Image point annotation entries
════

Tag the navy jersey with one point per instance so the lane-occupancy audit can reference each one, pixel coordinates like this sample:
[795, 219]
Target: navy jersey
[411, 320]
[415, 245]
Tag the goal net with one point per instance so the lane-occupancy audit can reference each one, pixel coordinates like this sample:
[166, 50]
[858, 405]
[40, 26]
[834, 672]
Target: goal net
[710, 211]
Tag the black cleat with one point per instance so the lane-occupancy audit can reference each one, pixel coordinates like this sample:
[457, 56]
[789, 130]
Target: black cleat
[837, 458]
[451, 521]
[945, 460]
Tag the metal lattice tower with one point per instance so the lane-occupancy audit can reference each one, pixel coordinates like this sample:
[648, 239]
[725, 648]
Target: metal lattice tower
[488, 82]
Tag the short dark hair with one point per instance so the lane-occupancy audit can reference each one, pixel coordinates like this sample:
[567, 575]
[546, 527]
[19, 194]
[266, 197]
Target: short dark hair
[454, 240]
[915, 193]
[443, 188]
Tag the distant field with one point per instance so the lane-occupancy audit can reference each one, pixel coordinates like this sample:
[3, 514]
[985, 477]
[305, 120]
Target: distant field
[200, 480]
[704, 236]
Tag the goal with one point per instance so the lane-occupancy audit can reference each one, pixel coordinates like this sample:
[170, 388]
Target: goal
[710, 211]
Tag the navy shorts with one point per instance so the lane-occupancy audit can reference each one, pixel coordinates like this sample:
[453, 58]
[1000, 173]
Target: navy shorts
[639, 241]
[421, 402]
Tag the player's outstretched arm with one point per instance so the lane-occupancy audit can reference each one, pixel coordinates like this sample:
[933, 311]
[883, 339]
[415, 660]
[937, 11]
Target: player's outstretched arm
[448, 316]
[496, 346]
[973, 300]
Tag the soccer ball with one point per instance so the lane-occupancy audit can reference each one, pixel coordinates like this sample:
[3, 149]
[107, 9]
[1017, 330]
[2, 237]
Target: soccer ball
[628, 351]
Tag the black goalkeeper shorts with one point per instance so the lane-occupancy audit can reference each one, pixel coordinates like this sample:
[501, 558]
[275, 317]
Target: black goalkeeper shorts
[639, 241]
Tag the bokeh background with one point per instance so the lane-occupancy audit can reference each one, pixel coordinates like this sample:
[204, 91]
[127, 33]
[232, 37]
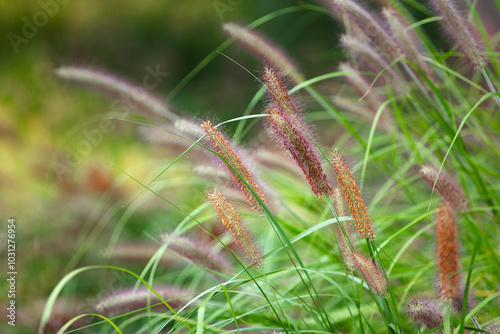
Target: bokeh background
[42, 119]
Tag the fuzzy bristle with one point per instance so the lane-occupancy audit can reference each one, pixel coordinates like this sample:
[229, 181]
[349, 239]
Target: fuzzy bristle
[368, 24]
[461, 31]
[424, 310]
[290, 131]
[345, 250]
[129, 94]
[234, 224]
[447, 253]
[263, 49]
[128, 299]
[372, 275]
[223, 147]
[352, 195]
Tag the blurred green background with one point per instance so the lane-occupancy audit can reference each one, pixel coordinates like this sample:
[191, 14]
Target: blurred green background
[126, 37]
[42, 119]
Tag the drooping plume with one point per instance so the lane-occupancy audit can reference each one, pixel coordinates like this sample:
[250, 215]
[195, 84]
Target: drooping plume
[445, 187]
[234, 224]
[288, 128]
[368, 24]
[263, 49]
[128, 94]
[196, 251]
[221, 145]
[407, 39]
[128, 299]
[352, 195]
[447, 253]
[345, 250]
[424, 310]
[461, 31]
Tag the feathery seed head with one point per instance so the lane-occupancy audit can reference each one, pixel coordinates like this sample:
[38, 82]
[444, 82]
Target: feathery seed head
[221, 145]
[289, 132]
[233, 223]
[345, 250]
[369, 25]
[410, 44]
[445, 187]
[461, 31]
[128, 300]
[447, 253]
[263, 49]
[364, 51]
[279, 92]
[424, 310]
[196, 251]
[134, 97]
[352, 195]
[371, 273]
[285, 123]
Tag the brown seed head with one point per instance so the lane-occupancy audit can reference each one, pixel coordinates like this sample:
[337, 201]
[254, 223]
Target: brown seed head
[233, 223]
[222, 146]
[352, 195]
[447, 253]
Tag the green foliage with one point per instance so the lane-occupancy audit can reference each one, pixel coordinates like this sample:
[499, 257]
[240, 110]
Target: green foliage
[444, 115]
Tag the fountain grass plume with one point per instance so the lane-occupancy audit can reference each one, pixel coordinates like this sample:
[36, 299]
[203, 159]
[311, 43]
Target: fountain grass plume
[368, 24]
[363, 51]
[128, 299]
[288, 128]
[263, 49]
[234, 224]
[461, 31]
[133, 96]
[345, 250]
[447, 253]
[222, 146]
[352, 196]
[424, 310]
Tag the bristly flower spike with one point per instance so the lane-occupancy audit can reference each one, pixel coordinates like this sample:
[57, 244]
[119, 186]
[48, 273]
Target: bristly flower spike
[368, 24]
[425, 310]
[263, 49]
[352, 195]
[222, 146]
[285, 123]
[345, 250]
[232, 221]
[410, 43]
[461, 31]
[128, 93]
[447, 253]
[371, 273]
[128, 300]
[445, 187]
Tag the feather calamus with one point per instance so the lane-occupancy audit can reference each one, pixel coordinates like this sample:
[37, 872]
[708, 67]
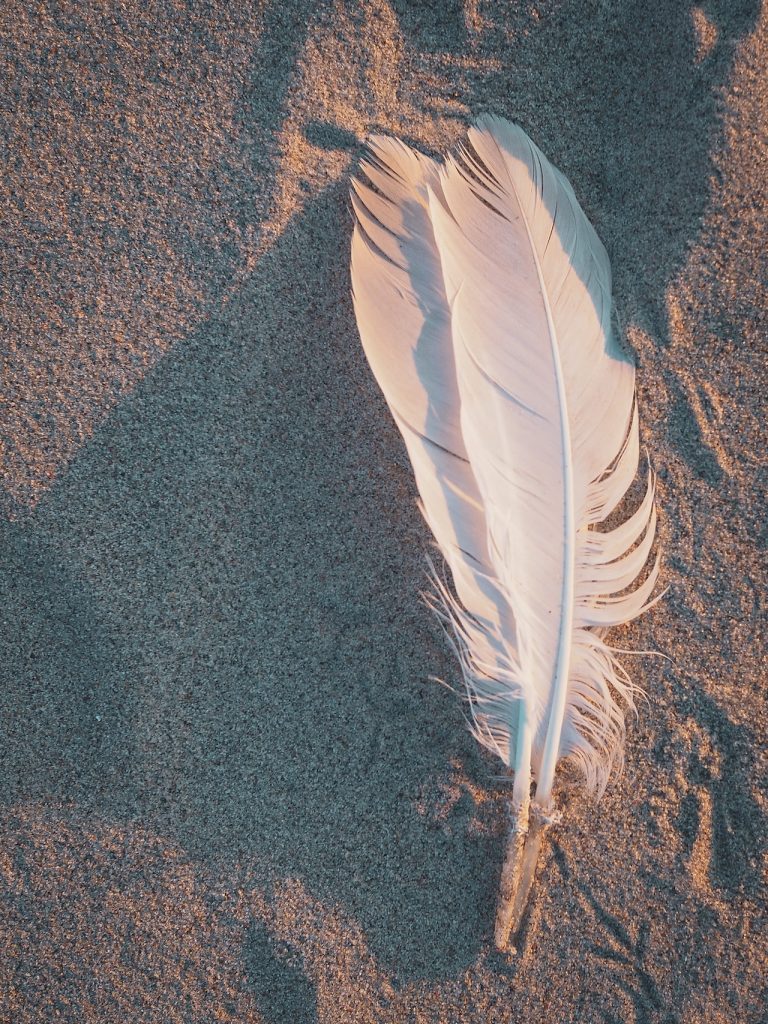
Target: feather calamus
[483, 302]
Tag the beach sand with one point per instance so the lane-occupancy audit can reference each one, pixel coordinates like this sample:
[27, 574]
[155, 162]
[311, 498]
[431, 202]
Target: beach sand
[230, 790]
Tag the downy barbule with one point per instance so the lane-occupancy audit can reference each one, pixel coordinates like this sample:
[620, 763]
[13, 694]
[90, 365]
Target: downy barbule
[483, 301]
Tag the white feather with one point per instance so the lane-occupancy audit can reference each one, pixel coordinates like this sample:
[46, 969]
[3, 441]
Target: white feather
[482, 297]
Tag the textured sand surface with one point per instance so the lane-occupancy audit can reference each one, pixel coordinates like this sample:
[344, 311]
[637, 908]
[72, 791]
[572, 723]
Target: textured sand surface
[229, 790]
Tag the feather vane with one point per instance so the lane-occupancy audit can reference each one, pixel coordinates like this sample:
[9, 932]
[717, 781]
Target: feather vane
[483, 301]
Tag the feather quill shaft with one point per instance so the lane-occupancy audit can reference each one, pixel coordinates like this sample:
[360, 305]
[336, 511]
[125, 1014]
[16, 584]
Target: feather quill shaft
[482, 297]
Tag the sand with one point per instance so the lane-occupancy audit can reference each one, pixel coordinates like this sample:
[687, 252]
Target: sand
[230, 791]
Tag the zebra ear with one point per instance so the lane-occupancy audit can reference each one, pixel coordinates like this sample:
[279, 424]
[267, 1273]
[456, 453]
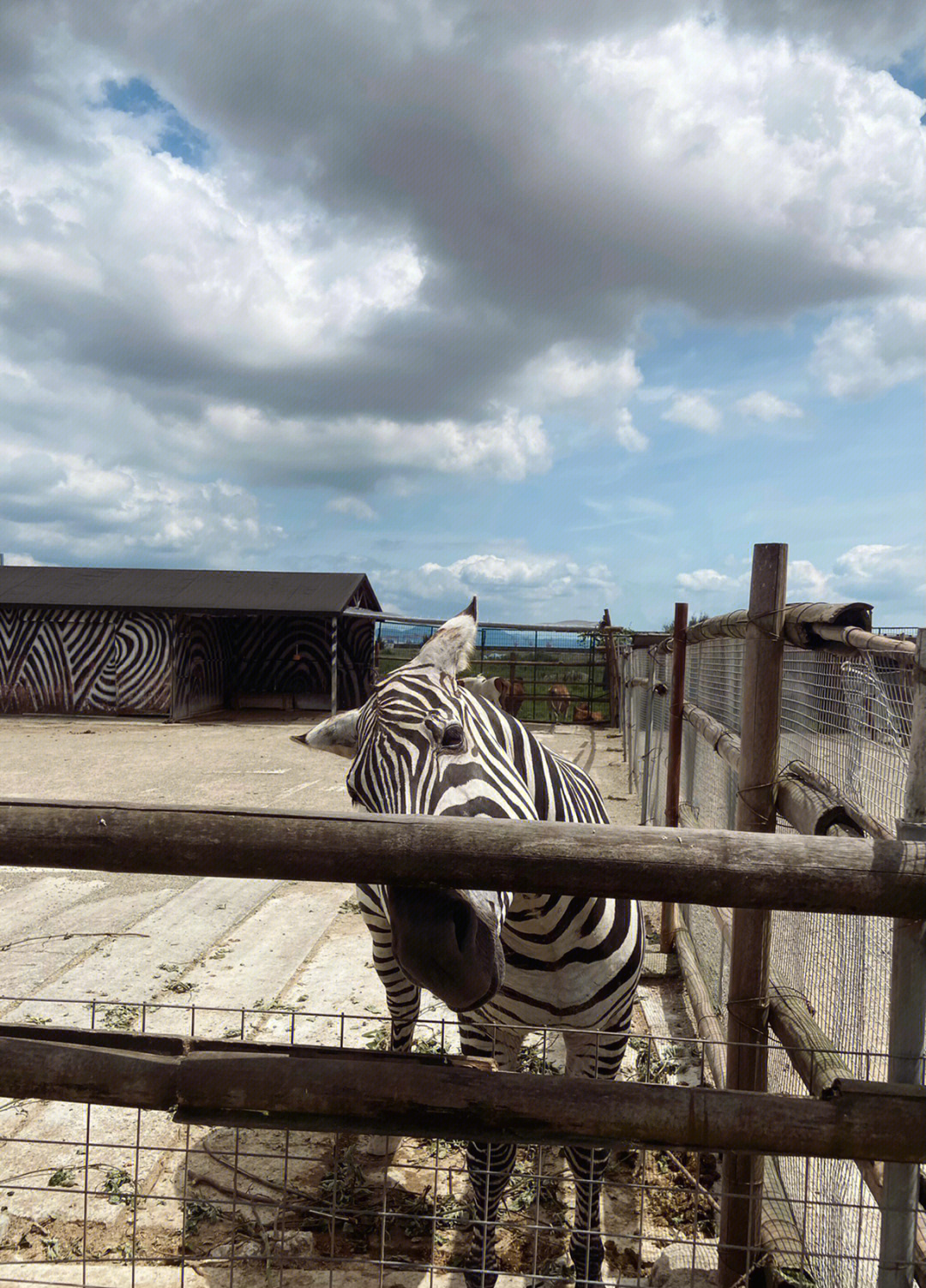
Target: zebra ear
[448, 650]
[338, 734]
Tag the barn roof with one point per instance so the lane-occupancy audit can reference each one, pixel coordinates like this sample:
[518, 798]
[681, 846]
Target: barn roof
[191, 590]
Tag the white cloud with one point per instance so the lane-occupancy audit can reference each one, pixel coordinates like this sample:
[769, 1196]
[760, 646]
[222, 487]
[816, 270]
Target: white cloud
[707, 580]
[862, 355]
[808, 583]
[765, 406]
[628, 434]
[69, 507]
[695, 411]
[563, 375]
[530, 578]
[352, 506]
[880, 575]
[872, 563]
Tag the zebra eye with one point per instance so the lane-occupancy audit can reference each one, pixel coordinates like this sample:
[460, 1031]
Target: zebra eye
[452, 738]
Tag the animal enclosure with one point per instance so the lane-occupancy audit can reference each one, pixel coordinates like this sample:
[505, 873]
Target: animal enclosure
[282, 1189]
[846, 716]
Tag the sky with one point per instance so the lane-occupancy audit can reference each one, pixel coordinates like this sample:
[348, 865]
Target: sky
[566, 305]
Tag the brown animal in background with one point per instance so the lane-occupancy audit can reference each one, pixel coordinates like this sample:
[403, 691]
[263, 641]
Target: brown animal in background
[559, 701]
[512, 696]
[585, 715]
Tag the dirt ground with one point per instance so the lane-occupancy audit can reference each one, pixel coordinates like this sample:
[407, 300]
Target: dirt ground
[136, 1195]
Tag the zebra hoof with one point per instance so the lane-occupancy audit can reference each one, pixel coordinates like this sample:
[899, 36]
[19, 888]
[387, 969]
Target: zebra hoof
[587, 1257]
[482, 1275]
[380, 1147]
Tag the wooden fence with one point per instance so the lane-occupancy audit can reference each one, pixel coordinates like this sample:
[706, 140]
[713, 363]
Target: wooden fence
[813, 806]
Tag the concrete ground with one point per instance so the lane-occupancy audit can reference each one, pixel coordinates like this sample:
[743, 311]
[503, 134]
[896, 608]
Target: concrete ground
[277, 961]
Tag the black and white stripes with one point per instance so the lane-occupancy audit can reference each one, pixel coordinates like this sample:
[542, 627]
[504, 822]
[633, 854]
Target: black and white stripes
[423, 745]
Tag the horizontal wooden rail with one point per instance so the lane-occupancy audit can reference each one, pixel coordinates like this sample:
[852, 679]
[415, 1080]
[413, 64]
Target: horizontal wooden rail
[333, 1088]
[820, 873]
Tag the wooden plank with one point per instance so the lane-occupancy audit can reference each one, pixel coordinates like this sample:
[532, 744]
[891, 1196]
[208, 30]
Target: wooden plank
[747, 1009]
[669, 921]
[815, 873]
[446, 1096]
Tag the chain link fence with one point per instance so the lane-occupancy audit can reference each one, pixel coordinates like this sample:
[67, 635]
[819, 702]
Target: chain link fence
[846, 715]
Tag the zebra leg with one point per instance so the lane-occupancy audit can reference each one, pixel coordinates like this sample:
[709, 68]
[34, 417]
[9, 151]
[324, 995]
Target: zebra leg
[590, 1057]
[585, 1244]
[490, 1165]
[403, 998]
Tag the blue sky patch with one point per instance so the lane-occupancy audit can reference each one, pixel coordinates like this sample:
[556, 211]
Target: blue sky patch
[135, 97]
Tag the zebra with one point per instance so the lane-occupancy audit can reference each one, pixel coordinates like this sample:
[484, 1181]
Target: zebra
[508, 963]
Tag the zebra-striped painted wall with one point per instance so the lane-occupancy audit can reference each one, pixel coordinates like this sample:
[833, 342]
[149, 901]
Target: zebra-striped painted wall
[84, 661]
[113, 662]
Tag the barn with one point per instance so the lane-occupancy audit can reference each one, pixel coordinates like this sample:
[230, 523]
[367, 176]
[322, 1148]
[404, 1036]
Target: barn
[178, 643]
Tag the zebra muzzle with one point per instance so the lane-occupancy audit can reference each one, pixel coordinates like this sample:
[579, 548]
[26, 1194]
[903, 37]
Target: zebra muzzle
[447, 942]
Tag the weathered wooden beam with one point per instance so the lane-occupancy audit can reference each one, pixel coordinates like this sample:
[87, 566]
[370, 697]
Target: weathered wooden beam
[331, 1088]
[669, 921]
[747, 1015]
[802, 796]
[815, 873]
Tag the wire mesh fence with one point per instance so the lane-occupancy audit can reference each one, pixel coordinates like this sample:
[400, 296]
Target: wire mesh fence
[848, 716]
[112, 1195]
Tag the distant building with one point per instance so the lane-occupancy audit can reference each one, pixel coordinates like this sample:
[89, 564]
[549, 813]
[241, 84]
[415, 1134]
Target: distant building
[179, 643]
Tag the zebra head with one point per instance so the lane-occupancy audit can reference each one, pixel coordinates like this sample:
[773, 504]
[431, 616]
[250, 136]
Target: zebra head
[423, 745]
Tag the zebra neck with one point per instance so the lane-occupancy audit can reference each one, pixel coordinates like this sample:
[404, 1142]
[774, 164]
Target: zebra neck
[538, 904]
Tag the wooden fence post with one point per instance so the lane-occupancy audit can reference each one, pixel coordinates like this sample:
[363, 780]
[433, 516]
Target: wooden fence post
[900, 1198]
[741, 1206]
[646, 740]
[612, 671]
[670, 911]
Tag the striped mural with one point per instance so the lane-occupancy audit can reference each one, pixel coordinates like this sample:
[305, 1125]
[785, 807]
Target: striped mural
[118, 662]
[84, 661]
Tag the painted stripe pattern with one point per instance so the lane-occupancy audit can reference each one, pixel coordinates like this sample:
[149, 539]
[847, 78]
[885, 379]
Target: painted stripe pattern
[84, 661]
[116, 662]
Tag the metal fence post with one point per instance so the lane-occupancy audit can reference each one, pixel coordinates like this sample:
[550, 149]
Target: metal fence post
[907, 1011]
[741, 1206]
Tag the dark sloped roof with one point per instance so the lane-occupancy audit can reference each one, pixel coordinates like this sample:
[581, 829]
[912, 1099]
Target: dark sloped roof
[194, 590]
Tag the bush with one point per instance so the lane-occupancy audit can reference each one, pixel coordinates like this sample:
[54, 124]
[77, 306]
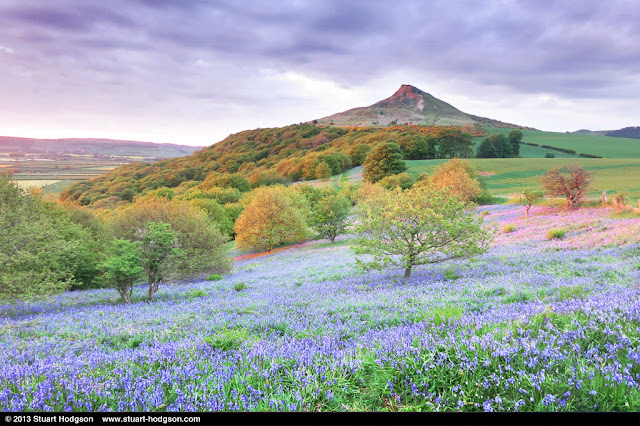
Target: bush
[274, 215]
[42, 252]
[201, 242]
[459, 177]
[240, 286]
[384, 160]
[556, 233]
[415, 227]
[508, 228]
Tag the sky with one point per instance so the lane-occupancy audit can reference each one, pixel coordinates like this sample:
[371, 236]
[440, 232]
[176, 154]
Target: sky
[194, 71]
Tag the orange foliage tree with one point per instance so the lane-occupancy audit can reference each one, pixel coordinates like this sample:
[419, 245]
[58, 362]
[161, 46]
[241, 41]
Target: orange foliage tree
[274, 215]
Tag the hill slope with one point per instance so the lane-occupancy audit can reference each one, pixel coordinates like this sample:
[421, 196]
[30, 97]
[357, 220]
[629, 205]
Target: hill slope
[78, 146]
[409, 104]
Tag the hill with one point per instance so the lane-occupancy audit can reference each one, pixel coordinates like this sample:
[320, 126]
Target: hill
[106, 147]
[626, 132]
[263, 156]
[410, 105]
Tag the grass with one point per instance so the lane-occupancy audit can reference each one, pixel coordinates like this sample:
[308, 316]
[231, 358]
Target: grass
[604, 146]
[556, 233]
[507, 176]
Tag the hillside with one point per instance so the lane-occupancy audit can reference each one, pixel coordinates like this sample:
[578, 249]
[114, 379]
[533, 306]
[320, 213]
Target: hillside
[627, 132]
[410, 105]
[264, 156]
[104, 147]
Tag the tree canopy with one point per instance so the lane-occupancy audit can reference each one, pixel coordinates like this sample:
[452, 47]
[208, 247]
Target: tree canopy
[418, 226]
[570, 181]
[384, 160]
[274, 215]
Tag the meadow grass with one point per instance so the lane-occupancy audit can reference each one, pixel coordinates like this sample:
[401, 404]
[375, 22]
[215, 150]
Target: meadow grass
[532, 325]
[508, 176]
[604, 146]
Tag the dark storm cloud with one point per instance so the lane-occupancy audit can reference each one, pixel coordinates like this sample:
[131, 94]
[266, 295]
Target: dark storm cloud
[223, 49]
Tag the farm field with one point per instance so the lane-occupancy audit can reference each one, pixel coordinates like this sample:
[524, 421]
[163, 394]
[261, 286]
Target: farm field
[507, 176]
[532, 325]
[603, 146]
[54, 175]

════

What is needed:
Copy out every line from the one containing "Tag the meadow" to the end of the material, both ends included.

Worked solution:
Tag the meadow grass with one point per instance so the lane-occupancy audit can reference each one, pixel coordinates like this sample:
[401, 404]
[375, 22]
[215, 150]
Target: meadow grass
[532, 325]
[508, 176]
[604, 146]
Tag the dark storm cloud with one point per instance so the lane-occupancy audit can reference each one, pixel coordinates like this sample:
[131, 94]
[266, 295]
Target: dark storm cloud
[223, 49]
Tag the farm field with one point per instance so the lane-occupancy audit can reference each one, pixel coordinates like this sample:
[524, 421]
[163, 394]
[261, 286]
Target: farm field
[507, 176]
[532, 325]
[603, 146]
[54, 175]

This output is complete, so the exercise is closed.